Given text:

━━━━━━━━━━━━━━━━

Multinational Executives and Managers (Eb-1C)
Aliens, who work as a managers or executives, sometimes referred to as a multinational manager or executive, are able to apply for immigrant visa/ green card under the EB-1C category. This sub-category has the same advantage as EB-1A and EB-1B that is it can be processed rather faster and, very often, without waiting for quotas. This category has no requirement for educational degree. It focuses on the alien’s work experience in an executive or managerial capacity and qualification of employers in the U.S. and abroad.
There are two situations for an alien to immigrate under the EB-1C category. (1) if the alien is outside the U.S. at the time of application, s/he must have worked outside the U.S. in a managerial or executive capacity for at least one year in the preceding 3 years in the overseas firm or corporation, or other legal entity, or an affiliate, or parent, subsidiary or branch of a U.S. employer. He will continue to render service to the same employer or to subsidiary or affiliate thereof in a managerial or executive capacity. (2) If at the time of application the alien is currently in the United States and employed as a nonimmigrant by the petitioner or its parent, affiliate, or subsidiary, (this is usually the L-1A situation), s/he was employed for at least 1 year in the managerial or executive capacity within three years preceding the nonimmigrant entry (L-1 visa). Click L-1 Intracompany Transferees for more information.
This category entitles a multinational manager or executive to enjoy first preference treatment if s/he is employed for at least one year out of the last three by the same firm or its subsidiary or affiliate. To qualify for EB-1C preference, the following requirements should be met.
One Year Employment in Executive or Managerial Position Outside United States
To meet the employment requirement, the alien must have worked in an executive or managerial position for one year outside the U.S. within the last three years before the application. However, Neither the Immigration Nationality Act nor the regulations require the year’s employment to have been continuous. In another words, the one year employment can be cumulative. The job position to be held in the U.S. must still be managerial or executive. But, the position does not have to be same as the alien held before abroad. The alien may come to an executive job from a managerial job and vice versa, but not one that merely involves specialized knowledge.
If the alien is already working for the same employer, or its affiliate or subsidiary in the U.S., the qualifying year’s employment abroad may have occurred at any time during the three-year period before entry as a nonimmigrant. Hence, a nonimmigrant who worked as a manager for the U.S. company’s subsidiary abroad from 2000 to 2002 and was transferred to the U.S. home office in L-1 status from 2003 to 2005, could then be the beneficiary of the company’s first preference petition to work as an executive.
There Must be an Entity, a Subsidiary or Affiliate Thereof
The executive or manager must be coming to the U.S. to continue to be “employed” by the same legal entity or a “subsidiary” or “affiliate” thereof. A subsidiary is a legal entity which the parent controls and in which it has, directly or indirectly, some equity interest; in the case of a joint venture, the parent owns half or has equal control and veto power. Affiliate is one of two entities owned and controlled by the same parent, individual, or group of individuals (if each individual owns and controls approximately the same proportion of each entity). Also recognized as affiliates are certain partnerships that market their accounting or management consulting services under an internationally recognized name by agreement with a worldwide coordinating organization whether or not collectively owned and controlled by its members.

━━━━━━━━━━━━━━━━

(Saved entries)
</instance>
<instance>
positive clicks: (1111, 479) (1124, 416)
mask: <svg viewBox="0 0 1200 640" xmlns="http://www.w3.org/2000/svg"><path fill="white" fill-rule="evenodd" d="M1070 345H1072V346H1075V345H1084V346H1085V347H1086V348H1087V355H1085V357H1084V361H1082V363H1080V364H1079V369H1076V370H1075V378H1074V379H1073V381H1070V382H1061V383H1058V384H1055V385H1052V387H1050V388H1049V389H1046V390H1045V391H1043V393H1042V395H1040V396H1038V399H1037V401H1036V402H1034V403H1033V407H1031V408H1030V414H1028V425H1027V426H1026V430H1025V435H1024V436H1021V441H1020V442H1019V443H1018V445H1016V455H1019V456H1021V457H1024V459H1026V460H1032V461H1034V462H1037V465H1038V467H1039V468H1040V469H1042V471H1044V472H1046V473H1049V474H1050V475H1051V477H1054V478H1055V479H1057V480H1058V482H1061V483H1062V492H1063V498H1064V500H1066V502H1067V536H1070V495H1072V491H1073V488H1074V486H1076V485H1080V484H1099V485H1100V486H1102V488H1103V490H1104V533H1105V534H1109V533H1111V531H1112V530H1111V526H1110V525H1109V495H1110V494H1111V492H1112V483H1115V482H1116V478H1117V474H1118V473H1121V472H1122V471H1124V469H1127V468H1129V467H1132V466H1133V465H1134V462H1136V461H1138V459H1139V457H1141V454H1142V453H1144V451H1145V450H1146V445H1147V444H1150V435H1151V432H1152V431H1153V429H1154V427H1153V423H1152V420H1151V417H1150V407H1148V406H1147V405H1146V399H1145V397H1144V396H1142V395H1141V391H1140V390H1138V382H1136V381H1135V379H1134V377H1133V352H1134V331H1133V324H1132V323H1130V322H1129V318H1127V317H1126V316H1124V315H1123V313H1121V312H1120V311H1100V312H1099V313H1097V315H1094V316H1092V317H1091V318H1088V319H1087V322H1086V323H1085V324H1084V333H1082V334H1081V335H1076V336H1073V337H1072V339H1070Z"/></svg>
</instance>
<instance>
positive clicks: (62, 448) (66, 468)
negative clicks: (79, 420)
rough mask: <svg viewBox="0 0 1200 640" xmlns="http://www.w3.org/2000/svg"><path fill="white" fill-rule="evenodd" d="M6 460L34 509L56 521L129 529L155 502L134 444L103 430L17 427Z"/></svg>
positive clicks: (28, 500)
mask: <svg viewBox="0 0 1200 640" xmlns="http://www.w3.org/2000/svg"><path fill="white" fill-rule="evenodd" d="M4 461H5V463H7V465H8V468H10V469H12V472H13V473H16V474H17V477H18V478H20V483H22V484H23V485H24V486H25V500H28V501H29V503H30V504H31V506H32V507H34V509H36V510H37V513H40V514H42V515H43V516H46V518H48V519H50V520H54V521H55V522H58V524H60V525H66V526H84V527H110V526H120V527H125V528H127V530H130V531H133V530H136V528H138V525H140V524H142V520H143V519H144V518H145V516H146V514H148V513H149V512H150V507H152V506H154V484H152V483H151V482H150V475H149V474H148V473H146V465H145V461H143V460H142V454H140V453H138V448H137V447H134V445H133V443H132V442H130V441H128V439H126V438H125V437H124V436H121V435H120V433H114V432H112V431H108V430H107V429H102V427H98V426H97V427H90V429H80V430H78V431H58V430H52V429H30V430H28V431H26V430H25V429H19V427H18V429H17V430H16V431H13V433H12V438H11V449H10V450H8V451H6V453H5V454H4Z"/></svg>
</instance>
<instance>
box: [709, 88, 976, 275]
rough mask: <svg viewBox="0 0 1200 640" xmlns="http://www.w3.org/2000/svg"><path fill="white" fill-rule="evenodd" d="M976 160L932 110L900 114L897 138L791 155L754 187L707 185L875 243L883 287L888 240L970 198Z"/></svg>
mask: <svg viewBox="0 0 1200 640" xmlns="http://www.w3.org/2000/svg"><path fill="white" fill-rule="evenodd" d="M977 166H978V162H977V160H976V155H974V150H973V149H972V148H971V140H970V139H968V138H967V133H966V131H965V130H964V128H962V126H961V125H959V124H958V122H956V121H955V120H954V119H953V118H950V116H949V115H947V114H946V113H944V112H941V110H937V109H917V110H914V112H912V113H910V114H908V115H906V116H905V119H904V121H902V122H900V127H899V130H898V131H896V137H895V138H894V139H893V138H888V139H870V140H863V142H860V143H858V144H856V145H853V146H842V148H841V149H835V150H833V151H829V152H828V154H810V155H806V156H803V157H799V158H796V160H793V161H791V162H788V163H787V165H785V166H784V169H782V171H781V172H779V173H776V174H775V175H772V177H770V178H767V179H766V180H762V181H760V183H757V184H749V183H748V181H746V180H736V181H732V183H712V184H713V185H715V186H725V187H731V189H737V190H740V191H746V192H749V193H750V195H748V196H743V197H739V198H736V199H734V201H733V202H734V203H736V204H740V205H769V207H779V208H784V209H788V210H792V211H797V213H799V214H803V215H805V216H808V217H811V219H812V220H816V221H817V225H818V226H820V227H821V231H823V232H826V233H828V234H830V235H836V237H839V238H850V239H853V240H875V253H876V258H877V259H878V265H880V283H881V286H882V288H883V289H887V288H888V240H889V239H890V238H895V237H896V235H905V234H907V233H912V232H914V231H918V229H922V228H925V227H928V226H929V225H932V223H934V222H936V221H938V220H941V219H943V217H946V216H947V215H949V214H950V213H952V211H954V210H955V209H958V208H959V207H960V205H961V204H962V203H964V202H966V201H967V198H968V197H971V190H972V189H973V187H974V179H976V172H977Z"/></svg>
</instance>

━━━━━━━━━━━━━━━━

Required tasks:
• 1. Decide whether each statement agrees with the EB-1C passage. Answer yes or no for each, and quote the deciding words of the passage. (a) The EB-1C category requires an educational degree. (b) The year of employment abroad must be continuous. (c) The job held in the U.S. need not be the same as the one held abroad.
• 2. Carry the EB-1C passage forward, beginning right after its last sentence about partnerships recognized as affiliates.

Results in order:
• 1.
(a) No: "This category has no requirement for educational degree."
(b) No: "the one year employment can be cumulative."
(c) Yes: "the position does not have to be same as the alien held before abroad."

• 2.
Work in a Managerial or Executive Capacity
The job should be one in which the applicant’s work is primarily managerial or executive. Under the eased requirements of the new definition, a manager may manage a “function” of the organization as well as the organization itself or one of its components. First-line supervision is not considered managerial unless the employees supervised are professional. In respect of employees supervised, the manager must have authority to take or recommend critical personnel actions, such as dismissal. If not in a supervisory role, the manager should work at a senior level within the organizational hierarchy or with respect to the function managed. Finally, a manager is expected to exercise discretion over the day-to-day activity or function for which he or she is responsible.
The company’s executive can exercise the direction of a function. The executive directs the management of the organization itself or one of its major components or functions, establishes its goals and policies, has wide discretion, and receives only general supervision from higher executives, the board or the stockholders.
Necessity of Employer/Petitioner. Petitioner must be a U.S. employer doing business in the U. S. for at least one year and offering the alien an executive or managerial job. The employment abroad must be with the same employer or parent, affiliate, or subsidiary of the U.S. employer.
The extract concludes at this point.